[Stored items]
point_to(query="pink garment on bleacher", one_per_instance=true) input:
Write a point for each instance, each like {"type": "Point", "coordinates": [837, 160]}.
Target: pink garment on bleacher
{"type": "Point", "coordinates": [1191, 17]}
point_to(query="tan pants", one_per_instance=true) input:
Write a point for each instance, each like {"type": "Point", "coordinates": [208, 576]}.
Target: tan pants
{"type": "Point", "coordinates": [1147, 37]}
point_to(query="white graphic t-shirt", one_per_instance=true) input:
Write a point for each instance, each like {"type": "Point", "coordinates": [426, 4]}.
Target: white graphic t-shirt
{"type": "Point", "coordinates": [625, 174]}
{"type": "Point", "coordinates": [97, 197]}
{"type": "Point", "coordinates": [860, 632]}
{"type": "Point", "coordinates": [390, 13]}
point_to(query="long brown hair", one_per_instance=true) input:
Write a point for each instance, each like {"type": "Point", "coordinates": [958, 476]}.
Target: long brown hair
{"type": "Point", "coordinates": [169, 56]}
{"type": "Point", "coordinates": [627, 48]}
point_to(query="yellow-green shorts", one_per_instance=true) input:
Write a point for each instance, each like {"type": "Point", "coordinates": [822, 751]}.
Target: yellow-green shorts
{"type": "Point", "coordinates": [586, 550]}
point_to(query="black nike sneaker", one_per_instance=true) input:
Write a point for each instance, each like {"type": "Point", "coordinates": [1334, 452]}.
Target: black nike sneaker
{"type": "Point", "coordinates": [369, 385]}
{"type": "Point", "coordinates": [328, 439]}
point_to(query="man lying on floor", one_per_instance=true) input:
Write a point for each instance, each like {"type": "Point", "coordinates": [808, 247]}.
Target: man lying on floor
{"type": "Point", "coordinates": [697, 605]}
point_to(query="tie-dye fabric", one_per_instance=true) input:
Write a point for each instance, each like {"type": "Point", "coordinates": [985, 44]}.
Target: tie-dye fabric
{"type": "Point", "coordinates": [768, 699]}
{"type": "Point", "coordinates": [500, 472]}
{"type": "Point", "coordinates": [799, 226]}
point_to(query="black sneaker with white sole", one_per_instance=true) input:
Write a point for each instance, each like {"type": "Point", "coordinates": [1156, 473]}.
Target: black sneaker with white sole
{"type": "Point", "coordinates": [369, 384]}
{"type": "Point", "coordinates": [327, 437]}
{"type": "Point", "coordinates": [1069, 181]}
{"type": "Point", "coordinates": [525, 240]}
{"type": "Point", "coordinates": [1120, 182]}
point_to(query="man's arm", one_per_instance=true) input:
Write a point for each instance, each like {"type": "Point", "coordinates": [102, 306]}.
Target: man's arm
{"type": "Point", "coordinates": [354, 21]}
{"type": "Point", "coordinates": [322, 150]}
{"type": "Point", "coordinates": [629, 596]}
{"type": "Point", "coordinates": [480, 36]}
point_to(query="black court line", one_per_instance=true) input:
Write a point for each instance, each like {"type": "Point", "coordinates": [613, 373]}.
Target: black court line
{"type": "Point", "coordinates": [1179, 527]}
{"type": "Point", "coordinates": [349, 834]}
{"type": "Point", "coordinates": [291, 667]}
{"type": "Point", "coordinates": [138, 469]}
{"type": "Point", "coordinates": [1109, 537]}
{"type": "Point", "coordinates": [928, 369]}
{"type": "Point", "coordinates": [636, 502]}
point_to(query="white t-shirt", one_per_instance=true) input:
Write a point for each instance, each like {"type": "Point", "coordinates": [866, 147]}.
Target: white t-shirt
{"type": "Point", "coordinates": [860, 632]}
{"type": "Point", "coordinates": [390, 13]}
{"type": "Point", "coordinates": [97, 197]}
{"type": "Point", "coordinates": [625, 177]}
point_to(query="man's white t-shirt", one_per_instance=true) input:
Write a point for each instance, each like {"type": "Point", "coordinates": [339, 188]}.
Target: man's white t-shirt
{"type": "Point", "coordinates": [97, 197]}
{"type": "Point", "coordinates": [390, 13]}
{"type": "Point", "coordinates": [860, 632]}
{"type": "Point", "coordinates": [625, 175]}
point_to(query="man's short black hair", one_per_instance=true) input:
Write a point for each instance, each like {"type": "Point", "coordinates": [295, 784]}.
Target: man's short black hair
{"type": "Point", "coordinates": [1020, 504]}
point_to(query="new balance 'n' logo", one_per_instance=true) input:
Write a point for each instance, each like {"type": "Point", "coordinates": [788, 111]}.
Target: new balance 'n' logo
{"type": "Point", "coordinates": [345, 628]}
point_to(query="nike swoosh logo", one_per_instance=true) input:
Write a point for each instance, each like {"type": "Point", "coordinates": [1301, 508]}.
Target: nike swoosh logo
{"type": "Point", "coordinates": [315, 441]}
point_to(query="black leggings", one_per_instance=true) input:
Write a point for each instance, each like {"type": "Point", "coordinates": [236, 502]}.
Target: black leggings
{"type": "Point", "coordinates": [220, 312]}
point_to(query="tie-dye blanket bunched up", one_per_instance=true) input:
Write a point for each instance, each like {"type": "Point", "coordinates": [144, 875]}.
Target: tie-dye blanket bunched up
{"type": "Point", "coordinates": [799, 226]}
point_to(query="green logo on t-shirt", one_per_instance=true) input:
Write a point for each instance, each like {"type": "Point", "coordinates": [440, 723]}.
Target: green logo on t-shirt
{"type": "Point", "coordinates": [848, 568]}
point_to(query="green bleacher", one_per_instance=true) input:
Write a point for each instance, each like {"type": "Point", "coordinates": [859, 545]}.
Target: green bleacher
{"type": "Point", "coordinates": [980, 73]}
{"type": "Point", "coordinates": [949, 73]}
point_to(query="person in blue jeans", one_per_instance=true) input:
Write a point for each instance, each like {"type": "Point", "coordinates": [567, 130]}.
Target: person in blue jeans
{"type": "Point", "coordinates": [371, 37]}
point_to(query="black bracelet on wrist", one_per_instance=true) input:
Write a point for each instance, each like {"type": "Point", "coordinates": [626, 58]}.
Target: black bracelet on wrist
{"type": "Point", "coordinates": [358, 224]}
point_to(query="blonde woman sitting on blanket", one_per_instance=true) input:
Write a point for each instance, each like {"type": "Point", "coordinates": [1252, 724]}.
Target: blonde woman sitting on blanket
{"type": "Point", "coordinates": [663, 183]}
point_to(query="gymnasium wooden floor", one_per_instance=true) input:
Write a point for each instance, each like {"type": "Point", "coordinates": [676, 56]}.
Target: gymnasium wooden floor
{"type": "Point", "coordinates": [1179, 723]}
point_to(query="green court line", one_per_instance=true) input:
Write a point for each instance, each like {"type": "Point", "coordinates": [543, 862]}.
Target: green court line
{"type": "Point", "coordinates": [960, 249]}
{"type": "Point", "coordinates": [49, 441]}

--- Exercise instructions ---
Output each record above exactly, omitting nothing.

--- Reply to the task ---
point_to(query="pink garment on bleacher", one_per_instance=true) input:
Write a point for each instance, each like {"type": "Point", "coordinates": [837, 160]}.
Target: pink garment on bleacher
{"type": "Point", "coordinates": [1191, 17]}
point_to(query="tan pants", one_per_instance=true) input:
Write a point for each instance, each like {"type": "Point", "coordinates": [208, 576]}.
Target: tan pants
{"type": "Point", "coordinates": [1147, 37]}
point_to(query="white graphic t-shirt", one_per_instance=true) input:
Write a point for each instance, each like {"type": "Point", "coordinates": [426, 4]}.
Target: white graphic t-shirt
{"type": "Point", "coordinates": [625, 174]}
{"type": "Point", "coordinates": [97, 197]}
{"type": "Point", "coordinates": [860, 632]}
{"type": "Point", "coordinates": [390, 13]}
point_to(query="long brown hair", one_per_instance=true) input:
Write a point for each instance, each like {"type": "Point", "coordinates": [958, 476]}.
Target: long brown hair
{"type": "Point", "coordinates": [169, 56]}
{"type": "Point", "coordinates": [627, 48]}
point_to(query="yellow-green shorts", one_per_instance=true) input:
Write a point for each instance, each like {"type": "Point", "coordinates": [822, 751]}.
Target: yellow-green shorts
{"type": "Point", "coordinates": [586, 550]}
point_to(query="black nike sneaker", one_per_instance=true) input:
Write a point for each instance, each like {"type": "Point", "coordinates": [1334, 452]}.
Target: black nike sneaker
{"type": "Point", "coordinates": [369, 385]}
{"type": "Point", "coordinates": [328, 439]}
point_to(query="man lying on floor", one_per_instance=true) input:
Write a point for each instance, each like {"type": "Point", "coordinates": [808, 247]}.
Target: man lying on floor
{"type": "Point", "coordinates": [697, 605]}
point_to(query="tie-dye fabric", one_per_instance=true) input:
Write a point for each instance, each like {"type": "Point", "coordinates": [985, 44]}.
Target: tie-dye fabric
{"type": "Point", "coordinates": [768, 699]}
{"type": "Point", "coordinates": [500, 472]}
{"type": "Point", "coordinates": [799, 226]}
point_to(query="black sneaker with white sole", one_per_instance=true) input:
Write a point for each instance, each like {"type": "Point", "coordinates": [1156, 473]}.
Target: black sneaker with white sole
{"type": "Point", "coordinates": [369, 384]}
{"type": "Point", "coordinates": [327, 437]}
{"type": "Point", "coordinates": [1069, 181]}
{"type": "Point", "coordinates": [525, 240]}
{"type": "Point", "coordinates": [1120, 182]}
point_to(query="man's arm", one_per_instance=true) input:
Write a point for each instance, each like {"type": "Point", "coordinates": [102, 306]}.
Target: man's arm
{"type": "Point", "coordinates": [354, 21]}
{"type": "Point", "coordinates": [322, 150]}
{"type": "Point", "coordinates": [629, 596]}
{"type": "Point", "coordinates": [480, 36]}
point_to(query="black court line", one_per_instance=true) input:
Write a point for each instance, each like {"type": "Point", "coordinates": [613, 373]}.
Target: black court line
{"type": "Point", "coordinates": [1179, 527]}
{"type": "Point", "coordinates": [349, 834]}
{"type": "Point", "coordinates": [291, 667]}
{"type": "Point", "coordinates": [138, 469]}
{"type": "Point", "coordinates": [1109, 537]}
{"type": "Point", "coordinates": [928, 369]}
{"type": "Point", "coordinates": [636, 502]}
point_to(query="white t-shirt", one_per_instance=true) input:
Write a point for each instance, each like {"type": "Point", "coordinates": [866, 147]}.
Target: white t-shirt
{"type": "Point", "coordinates": [860, 632]}
{"type": "Point", "coordinates": [390, 13]}
{"type": "Point", "coordinates": [97, 197]}
{"type": "Point", "coordinates": [625, 177]}
point_to(query="man's white t-shirt", one_per_instance=true) input:
Write a point for each instance, each like {"type": "Point", "coordinates": [339, 188]}.
Target: man's white t-shirt
{"type": "Point", "coordinates": [97, 197]}
{"type": "Point", "coordinates": [390, 13]}
{"type": "Point", "coordinates": [860, 632]}
{"type": "Point", "coordinates": [625, 175]}
point_to(query="man's short black hair", one_per_instance=true) input:
Write a point for each instance, each like {"type": "Point", "coordinates": [295, 784]}.
Target: man's short black hair
{"type": "Point", "coordinates": [1020, 504]}
point_to(query="new balance 'n' logo", one_per_instance=true) input:
Write a point for each instance, each like {"type": "Point", "coordinates": [788, 111]}.
Target: new balance 'n' logo
{"type": "Point", "coordinates": [345, 628]}
point_to(query="nike swoosh logo", one_per_instance=true) input:
Write a point for each instance, each like {"type": "Point", "coordinates": [1301, 508]}.
Target: nike swoosh logo
{"type": "Point", "coordinates": [315, 441]}
point_to(query="black leggings", one_per_instance=true) input:
Write a point for each instance, each like {"type": "Point", "coordinates": [236, 502]}.
Target: black leggings
{"type": "Point", "coordinates": [220, 312]}
point_to(query="tie-dye blanket bunched up", one_per_instance=true) input:
Write a point for each instance, each like {"type": "Point", "coordinates": [144, 875]}.
Target: tie-dye blanket bunched up
{"type": "Point", "coordinates": [799, 226]}
point_to(query="green logo on t-shirt", one_per_instance=true) input:
Write a point for each instance, each like {"type": "Point", "coordinates": [440, 723]}.
Target: green logo on t-shirt
{"type": "Point", "coordinates": [848, 568]}
point_to(query="green bleacher", one_per_instance=true) input:
Write a point for each instance, each like {"type": "Point", "coordinates": [859, 545]}.
Target: green bleacher
{"type": "Point", "coordinates": [980, 73]}
{"type": "Point", "coordinates": [949, 73]}
point_to(query="person in blue jeans", one_per_instance=true) input:
Write a point for each instance, each like {"type": "Point", "coordinates": [567, 130]}.
Target: person in blue jeans
{"type": "Point", "coordinates": [371, 37]}
point_to(query="black bracelet on wrist", one_per_instance=true) input:
Write a point for each instance, each like {"type": "Point", "coordinates": [626, 58]}.
Target: black bracelet on wrist
{"type": "Point", "coordinates": [358, 224]}
point_to(query="blonde woman sitting on blanket", one_per_instance=true) input:
Write a point for each instance, each like {"type": "Point", "coordinates": [1252, 724]}.
Target: blonde woman sitting on blanket
{"type": "Point", "coordinates": [663, 183]}
point_to(query="gymnasium wooden floor", one_per_instance=true) input:
Write a point for each instance, each like {"type": "Point", "coordinates": [676, 56]}.
Target: gymnasium wooden floor
{"type": "Point", "coordinates": [1179, 723]}
point_to(query="green court line", one_per_instance=true) input:
Write a point for each instance, each like {"type": "Point", "coordinates": [543, 862]}.
Target: green court line
{"type": "Point", "coordinates": [960, 249]}
{"type": "Point", "coordinates": [49, 441]}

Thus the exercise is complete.